Source excerpt:
══════
“If cats looked like frogs we’d realize what nasty, cruel little b******s they are. Style. That’s what people remember.”
Frank words written by Terry Pratchett; one of the funniest men in the world, and tireless, passionate cat lover.
Cats weave their way in and out of Pratchett’s books. perfect pen-portraits. Always stylish, enduringly witty. But his greatest work on cats is not one of his stories, but a kind of stray-cat-manual, a fabulous frank appraisal of these creatures man cannot seem to live without. Called The Unadulterated Cat, it is well worth a read because it is an unvarnished truth. He does not mince his words. Gloriously.
“Boot-faced cats,” he writes, “aren’t born but made, often because they’ve tried to outstare or occasionally rape a speeding car and have been repaired by a vet who just pulled all the bits together and stuck the stitches in where there was room. Most Boot-faced cats are black. Strange but true.”
Adventurers, black cats. I know they are, because mine has clearly set out on an epic exploration; it has been three weeks now since Clive Bond strolled out of the house one Tuesday evening. He has a microchip, yet continues to evade capture. He does not have a boot face, but he’s a bad bold boy, as I once heard a nun comment about a classroom companion.
But how strange that the black cat pads so insistently through the stories man tells.
We had a get rich quick scheme: employ Clive to walk across people’s paths. It’s lucky here, is it there?
══════
Task a:
Pull every line from the listing below that contains the string "white", copying each line whole. Case counts.

A listing run
══════
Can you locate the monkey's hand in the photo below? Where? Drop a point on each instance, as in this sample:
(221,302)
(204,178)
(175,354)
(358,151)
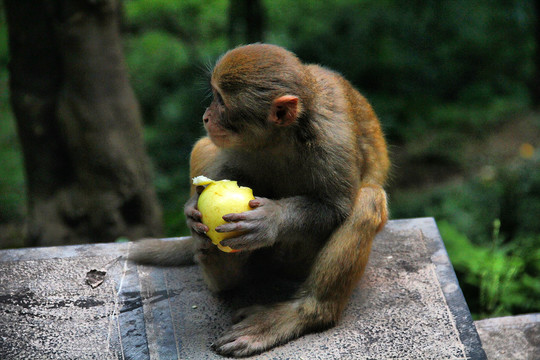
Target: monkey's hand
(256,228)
══════
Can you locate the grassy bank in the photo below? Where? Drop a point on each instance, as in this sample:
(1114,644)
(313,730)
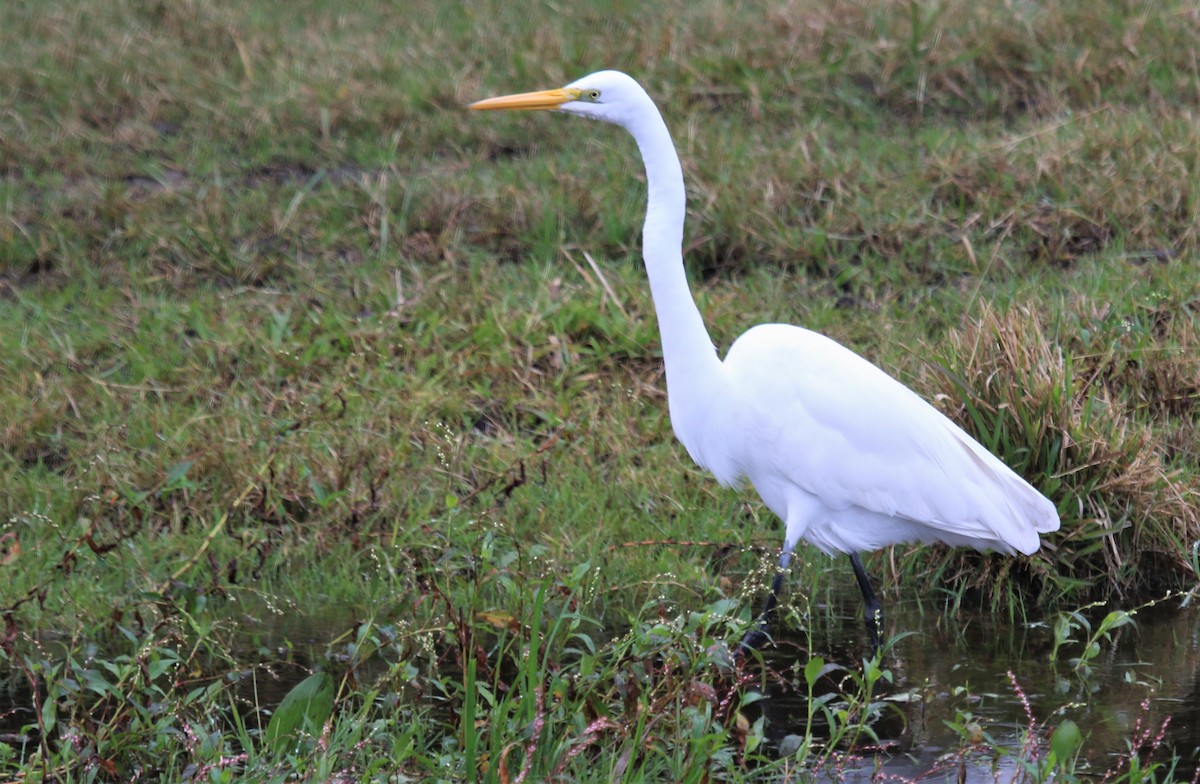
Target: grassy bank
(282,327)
══════
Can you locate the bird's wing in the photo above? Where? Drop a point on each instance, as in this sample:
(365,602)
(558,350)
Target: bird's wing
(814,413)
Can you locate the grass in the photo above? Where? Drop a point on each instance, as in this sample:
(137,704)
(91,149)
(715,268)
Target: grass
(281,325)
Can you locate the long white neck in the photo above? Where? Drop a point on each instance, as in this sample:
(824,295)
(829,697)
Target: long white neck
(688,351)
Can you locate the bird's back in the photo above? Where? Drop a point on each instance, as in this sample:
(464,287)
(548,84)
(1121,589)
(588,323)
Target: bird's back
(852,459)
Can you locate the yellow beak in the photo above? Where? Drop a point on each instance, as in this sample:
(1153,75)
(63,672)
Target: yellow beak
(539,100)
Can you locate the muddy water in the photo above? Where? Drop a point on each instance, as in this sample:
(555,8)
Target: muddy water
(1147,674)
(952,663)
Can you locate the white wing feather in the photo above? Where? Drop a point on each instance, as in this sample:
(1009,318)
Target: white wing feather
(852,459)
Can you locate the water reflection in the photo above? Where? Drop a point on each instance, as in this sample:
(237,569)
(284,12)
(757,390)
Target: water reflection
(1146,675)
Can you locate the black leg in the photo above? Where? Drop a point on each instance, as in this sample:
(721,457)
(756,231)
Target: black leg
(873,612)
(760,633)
══════
Task b:
Using the cat essay above, mark each statement yes or no and quote the words that decide it: (i) The Unadulterated Cat is one of Pratchett's stories. (ii) Clive Bond has a microchip. (iii) Clive Bond has a boot face.

Expected answer a:
Can you locate the long white neck in the photo above? Where? Drop a point on each instance, as in this sample:
Target: long white neck
Can you locate the white wing feather in the photo above? Where? Drop a point on each instance, as in this sample:
Target: white wing feather

Expected answer b:
(i) No: "his greatest work on cats is not one of his stories, but a kind of stray-cat-manual"
(ii) Yes: "He has a microchip, yet continues to evade capture."
(iii) No: "He does not have a boot face"